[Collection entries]
** BEGIN **

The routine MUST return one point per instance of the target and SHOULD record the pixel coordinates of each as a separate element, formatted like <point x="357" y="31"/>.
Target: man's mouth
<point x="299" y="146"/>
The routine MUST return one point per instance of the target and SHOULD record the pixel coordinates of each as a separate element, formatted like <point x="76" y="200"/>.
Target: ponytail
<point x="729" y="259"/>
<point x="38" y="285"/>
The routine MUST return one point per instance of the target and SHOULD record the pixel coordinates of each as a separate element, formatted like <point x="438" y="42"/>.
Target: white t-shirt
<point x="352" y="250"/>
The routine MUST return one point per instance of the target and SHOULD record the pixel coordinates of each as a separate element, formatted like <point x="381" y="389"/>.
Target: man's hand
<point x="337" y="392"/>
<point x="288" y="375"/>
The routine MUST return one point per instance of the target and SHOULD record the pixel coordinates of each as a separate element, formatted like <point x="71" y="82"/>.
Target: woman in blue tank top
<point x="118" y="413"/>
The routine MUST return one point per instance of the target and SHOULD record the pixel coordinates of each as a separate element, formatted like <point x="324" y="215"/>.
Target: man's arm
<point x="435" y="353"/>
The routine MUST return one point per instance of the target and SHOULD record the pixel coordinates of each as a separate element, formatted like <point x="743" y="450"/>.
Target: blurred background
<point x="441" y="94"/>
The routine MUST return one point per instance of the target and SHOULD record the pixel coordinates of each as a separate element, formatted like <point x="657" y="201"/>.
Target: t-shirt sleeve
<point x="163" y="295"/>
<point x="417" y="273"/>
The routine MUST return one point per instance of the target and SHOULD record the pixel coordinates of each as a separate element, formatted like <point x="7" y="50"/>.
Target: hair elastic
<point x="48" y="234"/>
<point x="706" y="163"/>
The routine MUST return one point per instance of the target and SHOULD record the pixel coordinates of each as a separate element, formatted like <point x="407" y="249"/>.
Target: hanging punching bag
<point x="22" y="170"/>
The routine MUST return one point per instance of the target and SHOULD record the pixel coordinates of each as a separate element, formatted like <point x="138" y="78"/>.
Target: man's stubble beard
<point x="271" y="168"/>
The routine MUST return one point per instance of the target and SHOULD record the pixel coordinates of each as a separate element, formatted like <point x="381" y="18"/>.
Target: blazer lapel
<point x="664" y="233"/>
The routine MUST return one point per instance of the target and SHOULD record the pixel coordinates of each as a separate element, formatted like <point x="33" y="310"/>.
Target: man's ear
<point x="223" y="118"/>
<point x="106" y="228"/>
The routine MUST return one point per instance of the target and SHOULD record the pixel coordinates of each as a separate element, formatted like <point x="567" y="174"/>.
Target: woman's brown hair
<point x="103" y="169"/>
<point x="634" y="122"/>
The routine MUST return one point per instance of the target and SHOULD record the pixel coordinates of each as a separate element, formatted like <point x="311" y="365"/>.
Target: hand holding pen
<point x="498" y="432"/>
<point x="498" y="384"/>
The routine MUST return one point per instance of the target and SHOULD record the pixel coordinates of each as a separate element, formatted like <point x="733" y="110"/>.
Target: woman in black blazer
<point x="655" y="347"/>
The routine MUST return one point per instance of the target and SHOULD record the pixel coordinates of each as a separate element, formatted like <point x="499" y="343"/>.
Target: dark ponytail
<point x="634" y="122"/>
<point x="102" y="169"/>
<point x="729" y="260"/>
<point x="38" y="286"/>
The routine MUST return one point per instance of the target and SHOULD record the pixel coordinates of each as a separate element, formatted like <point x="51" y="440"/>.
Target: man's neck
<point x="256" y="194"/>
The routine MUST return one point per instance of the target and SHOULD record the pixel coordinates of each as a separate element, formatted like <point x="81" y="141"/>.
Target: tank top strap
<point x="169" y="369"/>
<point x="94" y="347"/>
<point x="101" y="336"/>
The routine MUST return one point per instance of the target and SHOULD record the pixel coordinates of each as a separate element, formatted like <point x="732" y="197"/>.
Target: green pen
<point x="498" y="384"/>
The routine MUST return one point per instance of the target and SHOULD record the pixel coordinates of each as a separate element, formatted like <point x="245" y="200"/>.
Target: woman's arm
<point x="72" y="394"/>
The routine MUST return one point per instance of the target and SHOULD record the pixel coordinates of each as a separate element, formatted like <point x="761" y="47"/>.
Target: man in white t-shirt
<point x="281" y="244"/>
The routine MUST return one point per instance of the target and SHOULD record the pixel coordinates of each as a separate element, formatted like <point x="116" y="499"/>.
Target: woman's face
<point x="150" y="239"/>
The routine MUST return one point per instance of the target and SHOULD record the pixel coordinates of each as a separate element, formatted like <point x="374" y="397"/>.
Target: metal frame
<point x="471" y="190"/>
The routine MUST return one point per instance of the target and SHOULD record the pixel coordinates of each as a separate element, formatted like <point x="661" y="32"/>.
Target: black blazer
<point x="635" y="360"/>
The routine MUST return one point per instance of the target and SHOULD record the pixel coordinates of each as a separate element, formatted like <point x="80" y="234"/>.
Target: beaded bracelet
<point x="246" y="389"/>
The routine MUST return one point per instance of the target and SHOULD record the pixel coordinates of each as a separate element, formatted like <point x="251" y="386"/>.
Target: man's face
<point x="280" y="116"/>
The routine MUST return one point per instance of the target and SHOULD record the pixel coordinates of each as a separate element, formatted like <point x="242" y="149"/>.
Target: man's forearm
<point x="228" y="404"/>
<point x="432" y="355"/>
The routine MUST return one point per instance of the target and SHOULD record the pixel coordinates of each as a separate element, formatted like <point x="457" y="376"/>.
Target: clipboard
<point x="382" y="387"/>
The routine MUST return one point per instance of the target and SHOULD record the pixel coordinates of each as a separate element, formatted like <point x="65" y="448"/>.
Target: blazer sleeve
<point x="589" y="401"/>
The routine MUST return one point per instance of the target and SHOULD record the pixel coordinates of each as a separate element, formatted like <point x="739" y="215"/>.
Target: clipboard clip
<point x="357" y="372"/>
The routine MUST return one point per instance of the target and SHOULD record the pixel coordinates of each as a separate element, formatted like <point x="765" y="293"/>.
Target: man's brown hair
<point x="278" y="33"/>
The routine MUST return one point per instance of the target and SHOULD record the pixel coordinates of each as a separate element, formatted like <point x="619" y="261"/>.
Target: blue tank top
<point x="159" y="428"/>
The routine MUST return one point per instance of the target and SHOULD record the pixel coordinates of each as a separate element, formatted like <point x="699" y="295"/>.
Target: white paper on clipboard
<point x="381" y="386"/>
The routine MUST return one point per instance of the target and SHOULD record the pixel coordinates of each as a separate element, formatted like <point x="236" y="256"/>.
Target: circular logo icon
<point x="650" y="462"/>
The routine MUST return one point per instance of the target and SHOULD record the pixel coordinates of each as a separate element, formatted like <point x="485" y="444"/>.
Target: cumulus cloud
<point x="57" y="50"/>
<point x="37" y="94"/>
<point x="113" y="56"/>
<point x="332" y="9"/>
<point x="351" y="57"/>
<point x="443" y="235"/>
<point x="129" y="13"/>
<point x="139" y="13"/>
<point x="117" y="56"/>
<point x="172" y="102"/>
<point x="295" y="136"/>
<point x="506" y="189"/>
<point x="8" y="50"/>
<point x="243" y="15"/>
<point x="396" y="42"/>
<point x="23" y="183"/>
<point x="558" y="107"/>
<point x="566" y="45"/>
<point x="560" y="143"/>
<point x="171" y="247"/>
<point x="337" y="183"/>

** END **

Task directions -
Reproduce the entire listing word for word.

Problem solution -
The routine MUST return one point per instance of the target and SHOULD record the pixel coordinates of each as a separate element, formatted like <point x="357" y="31"/>.
Target: man's mouth
<point x="299" y="146"/>
The routine MUST return one point per instance of the target and SHOULD record the pixel coordinates of each as a separate element, formatted like <point x="76" y="200"/>.
Target: ponytail
<point x="729" y="259"/>
<point x="38" y="285"/>
The routine MUST return one point per instance of the target and SHOULD record the pixel coordinates of each as a separate element, formatted like <point x="438" y="42"/>.
Target: white t-shirt
<point x="352" y="250"/>
The routine MUST return one point per instance of the target and SHOULD record the pixel coordinates of each as a separate element, formatted like <point x="381" y="389"/>.
Target: man's hand
<point x="337" y="392"/>
<point x="288" y="375"/>
The routine MUST return one point per instance of the target and SHOULD record the pixel coordinates of each as a separate element, formatted like <point x="71" y="82"/>.
Target: woman in blue tank top
<point x="118" y="413"/>
The routine MUST return one point per instance of the target and SHOULD record the pixel coordinates of each as a separate element, formatted like <point x="324" y="215"/>.
Target: man's arm
<point x="435" y="353"/>
The routine MUST return one point per instance of the target and SHOULD record the pixel coordinates of each as a separate element, formatted like <point x="743" y="450"/>.
Target: blurred background
<point x="441" y="94"/>
The routine MUST return one point per instance of the target and SHOULD record the pixel coordinates of each as a separate element, formatted like <point x="657" y="201"/>.
Target: t-shirt sleeve
<point x="163" y="295"/>
<point x="417" y="273"/>
The routine MUST return one point per instance of the target and SHOULD record the pixel coordinates of each as a separate element, formatted like <point x="7" y="50"/>.
Target: hair elastic
<point x="48" y="234"/>
<point x="706" y="163"/>
The routine MUST return one point per instance of the target and SHOULD record the pixel coordinates of each as a separate element, formatted like <point x="407" y="249"/>.
Target: hanging punching bag
<point x="22" y="170"/>
The routine MUST return one point per instance of the target and SHOULD record the pixel coordinates of each as a separate element, formatted like <point x="138" y="78"/>.
Target: man's stubble beard
<point x="271" y="168"/>
The routine MUST return one point per instance of the target and SHOULD record the pixel coordinates of each as a separate element, formatted like <point x="381" y="18"/>.
Target: blazer lapel
<point x="664" y="233"/>
The routine MUST return one point per instance of the target and SHOULD record the pixel coordinates of each as a separate element, formatted like <point x="33" y="310"/>.
Target: man's ear
<point x="223" y="118"/>
<point x="106" y="228"/>
The routine MUST return one point per instance of the target and SHOULD record the pixel coordinates of each as a separate element, formatted like <point x="567" y="174"/>.
Target: woman's brown hair
<point x="103" y="169"/>
<point x="634" y="122"/>
The routine MUST return one point per instance of the target and SHOULD record the pixel coordinates of each as a separate element, formatted like <point x="311" y="365"/>.
Target: hand holding pen
<point x="498" y="432"/>
<point x="498" y="384"/>
The routine MUST return one point per instance of the target and SHOULD record the pixel coordinates of each as a separate element, formatted like <point x="733" y="110"/>.
Target: woman in black blazer
<point x="655" y="347"/>
The routine MUST return one point per instance of the target and SHOULD record the pixel coordinates of each as a separate element, formatted like <point x="499" y="343"/>.
Target: dark ponytail
<point x="634" y="122"/>
<point x="102" y="169"/>
<point x="729" y="260"/>
<point x="38" y="286"/>
The routine MUST return one point per instance of the target and SHOULD record the pixel coordinates of each as a separate element, formatted like <point x="51" y="440"/>.
Target: man's neck
<point x="256" y="194"/>
The routine MUST return one point per instance of the target and SHOULD record the pixel coordinates of each as a separate element, formatted like <point x="81" y="141"/>.
Target: tank top strap
<point x="169" y="369"/>
<point x="94" y="347"/>
<point x="101" y="336"/>
The routine MUST return one point per instance of the target and SHOULD record the pixel coordinates of each as a separate element, formatted like <point x="732" y="197"/>.
Target: green pen
<point x="498" y="384"/>
The routine MUST return one point per instance of the target and SHOULD record the pixel coordinates of each as a separate element, formatted like <point x="245" y="200"/>.
Target: woman's arm
<point x="72" y="394"/>
The routine MUST return one point per instance of the target and SHOULD record the pixel coordinates of each as a separate element, formatted like <point x="761" y="47"/>.
Target: man in white t-shirt
<point x="281" y="244"/>
The routine MUST return one point per instance of the target and SHOULD record the pixel coordinates of each as a separate element, formatted like <point x="116" y="499"/>.
Target: woman's face
<point x="150" y="239"/>
The routine MUST return one point per instance of the target and SHOULD record the pixel coordinates of each as a separate element, formatted like <point x="374" y="397"/>.
Target: metal frame
<point x="471" y="190"/>
The routine MUST return one point per instance of the target and SHOULD record the pixel coordinates of each as a separate element, formatted like <point x="661" y="32"/>.
Target: black blazer
<point x="635" y="360"/>
The routine MUST return one point per instance of the target and SHOULD record the pixel coordinates of each as a separate element, formatted like <point x="80" y="234"/>.
Target: beaded bracelet
<point x="246" y="389"/>
The routine MUST return one point per instance of the target and SHOULD record the pixel coordinates of each as a separate element, formatted like <point x="251" y="386"/>.
Target: man's face
<point x="280" y="116"/>
The routine MUST return one point per instance of the target and SHOULD record the pixel coordinates of each as a separate element, formatted like <point x="242" y="149"/>.
Target: man's forearm
<point x="228" y="404"/>
<point x="432" y="355"/>
The routine MUST return one point per instance of the target and SHOULD record the pixel coordinates of each as a separate element, formatted like <point x="457" y="376"/>.
Target: clipboard
<point x="382" y="387"/>
The routine MUST return one point per instance of the target and SHOULD record the pixel coordinates of each as a separate element, formatted like <point x="65" y="448"/>.
Target: blazer sleeve
<point x="589" y="401"/>
The routine MUST return one point per instance of the target and SHOULD record the pixel coordinates of each as a separate element, formatted like <point x="739" y="215"/>.
Target: clipboard clip
<point x="357" y="372"/>
The routine MUST return one point per instance of the target and SHOULD record the pixel coordinates of each as a separate element, formatted like <point x="765" y="293"/>.
Target: man's brown hair
<point x="278" y="33"/>
The routine MUST return one point per instance of the target and SHOULD record the pixel coordinates of each as a separate element, formatted like <point x="619" y="261"/>.
Target: blue tank top
<point x="159" y="428"/>
The routine MUST return one point per instance of the target and SHOULD record the pixel coordinates of each as a separate element, formatted like <point x="699" y="295"/>.
Target: white paper on clipboard
<point x="381" y="386"/>
The routine MUST return one point per instance of the target and SHOULD record the pixel coordinates of each as a separate element, formatted like <point x="236" y="256"/>.
Target: circular logo icon
<point x="650" y="462"/>
The routine MUST return one point per instance of the target and SHOULD record the pixel coordinates of each as a separate element, formatted like <point x="485" y="444"/>.
Target: cumulus cloud
<point x="57" y="50"/>
<point x="37" y="94"/>
<point x="113" y="56"/>
<point x="332" y="9"/>
<point x="351" y="57"/>
<point x="443" y="235"/>
<point x="129" y="13"/>
<point x="139" y="13"/>
<point x="117" y="56"/>
<point x="172" y="102"/>
<point x="295" y="136"/>
<point x="506" y="189"/>
<point x="8" y="50"/>
<point x="243" y="15"/>
<point x="396" y="42"/>
<point x="23" y="183"/>
<point x="558" y="107"/>
<point x="566" y="45"/>
<point x="560" y="143"/>
<point x="171" y="247"/>
<point x="337" y="183"/>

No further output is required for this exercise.